* _WORK REQUIRED_
Reproduce the entries below character for character.
○ ○ ○ ○ ○
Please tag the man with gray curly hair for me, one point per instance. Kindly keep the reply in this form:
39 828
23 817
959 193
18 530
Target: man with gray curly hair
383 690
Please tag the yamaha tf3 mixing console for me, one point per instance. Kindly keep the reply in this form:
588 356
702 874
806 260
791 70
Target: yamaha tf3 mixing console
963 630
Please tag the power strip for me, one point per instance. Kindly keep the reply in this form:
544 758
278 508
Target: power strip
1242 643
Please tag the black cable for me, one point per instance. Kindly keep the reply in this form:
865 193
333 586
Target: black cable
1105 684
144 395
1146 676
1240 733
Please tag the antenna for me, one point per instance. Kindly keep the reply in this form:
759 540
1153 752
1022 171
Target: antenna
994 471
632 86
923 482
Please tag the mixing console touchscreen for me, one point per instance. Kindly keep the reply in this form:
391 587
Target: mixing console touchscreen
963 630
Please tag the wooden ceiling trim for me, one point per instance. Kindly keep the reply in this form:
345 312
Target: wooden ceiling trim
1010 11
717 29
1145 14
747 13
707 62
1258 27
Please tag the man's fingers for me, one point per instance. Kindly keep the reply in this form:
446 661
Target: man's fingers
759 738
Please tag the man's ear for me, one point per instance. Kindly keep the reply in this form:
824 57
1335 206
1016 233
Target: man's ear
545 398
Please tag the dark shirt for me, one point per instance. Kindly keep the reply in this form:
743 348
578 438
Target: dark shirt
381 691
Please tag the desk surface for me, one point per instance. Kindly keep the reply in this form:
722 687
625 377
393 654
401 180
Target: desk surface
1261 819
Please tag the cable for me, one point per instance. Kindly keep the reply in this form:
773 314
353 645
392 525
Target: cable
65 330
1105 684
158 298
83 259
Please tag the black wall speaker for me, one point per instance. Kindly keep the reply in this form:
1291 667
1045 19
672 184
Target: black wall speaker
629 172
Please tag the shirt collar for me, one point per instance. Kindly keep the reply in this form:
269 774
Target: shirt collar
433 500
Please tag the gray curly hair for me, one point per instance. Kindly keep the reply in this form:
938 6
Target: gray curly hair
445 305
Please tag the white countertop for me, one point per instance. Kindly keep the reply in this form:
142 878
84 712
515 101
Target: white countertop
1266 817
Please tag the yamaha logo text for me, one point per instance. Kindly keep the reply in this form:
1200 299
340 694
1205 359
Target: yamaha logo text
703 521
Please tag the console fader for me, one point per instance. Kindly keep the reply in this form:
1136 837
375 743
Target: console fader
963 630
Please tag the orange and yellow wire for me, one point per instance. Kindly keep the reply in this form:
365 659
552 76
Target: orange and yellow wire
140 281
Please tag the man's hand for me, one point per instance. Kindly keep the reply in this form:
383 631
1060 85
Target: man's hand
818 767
○ ○ ○ ○ ○
* _ANSWER SPACE_
Please tag the man with gray curly hair for me, one point per instance. Kindly keep the reply in this form:
39 828
23 817
959 193
18 530
Target: man with gray curly hair
383 690
Please tag the yamaha tf3 mixing console for me, one point per instance. Kindly keep the reply in this form:
588 356
702 874
806 260
791 70
Target: yamaha tf3 mixing console
963 630
Please tag the power strip for me, one point per instance. Kindly keep the reply in this form:
544 758
278 508
Target: power strip
1242 643
Please tag the black cable for me, one point per instance. Kindly keep the reply in this form:
865 193
333 586
Target: black cable
1105 684
144 395
1146 676
1240 733
Please tag the antenna for me, one point per instance. Kindly keep the reply in this form:
759 540
1153 752
1022 171
Target: antenna
994 471
632 86
923 482
Please tag the mixing console touchscreen for me, one point per instance. Kindly keep the reply in this form:
391 587
Target: mixing console touchscreen
963 630
Please tag the wooden ceiling trim for me, one point per instance. Kindly keep the reply in this form:
345 312
Target: wooden ceiling trim
1010 11
717 29
1145 14
747 13
707 62
1258 27
Please tag the man's fingers for me, one point per instance. Kindly keep the reply in this form:
446 661
Target: man's fingers
759 738
Please tag the man's ear for me, one point per instance. Kindly keep the reply in this form:
824 57
1335 206
1016 233
Target: man's ear
545 398
Please tag the dark shirt for me, one point per instance. Kindly keep the reply in this form:
743 348
578 438
Target: dark shirt
381 691
Please tag the desk surface for me, one point per instance. Kindly keep the reply in this form:
722 687
625 377
393 654
401 180
Target: desk surface
1261 819
Please tag the cable for me, one point per instance. Kindly keep the reply in this form:
773 314
353 645
392 525
Target: cable
65 330
1105 684
158 298
83 259
Please tag the black wall speaker for me, one point per instance. Kindly keep the reply in this form:
1291 667
1045 19
672 184
Target: black wall speaker
629 172
Please tag the shirt collar for me, one point per instance. Kindly keep the reply in this form:
269 774
Target: shirt collar
433 500
Please tag the gray curly hair for me, one point per instance. Kindly keep the reply in this form:
938 6
Target: gray curly hair
445 305
Please tag the white countertop for me, one point per instance. Kindly keep the reply in this form:
142 878
84 712
515 101
Target: white countertop
1266 817
Please tag the yamaha logo text for me, one point per instance. Kindly keep the reply in this form:
1200 299
340 694
1205 359
Target: yamaha logo text
703 521
Please tag the console fader for me, one point per instance. Kindly keep the reply in this form:
1136 837
375 743
Target: console fader
963 630
Please tag the orange and yellow wire for me, one point per instance. Kindly keep the reply in this form:
365 659
552 76
Target: orange and yellow wire
140 281
Please tag the man's hand for me, one point per instance. Kindly keep the reply in this form:
383 631
1060 85
Target: man's hand
818 767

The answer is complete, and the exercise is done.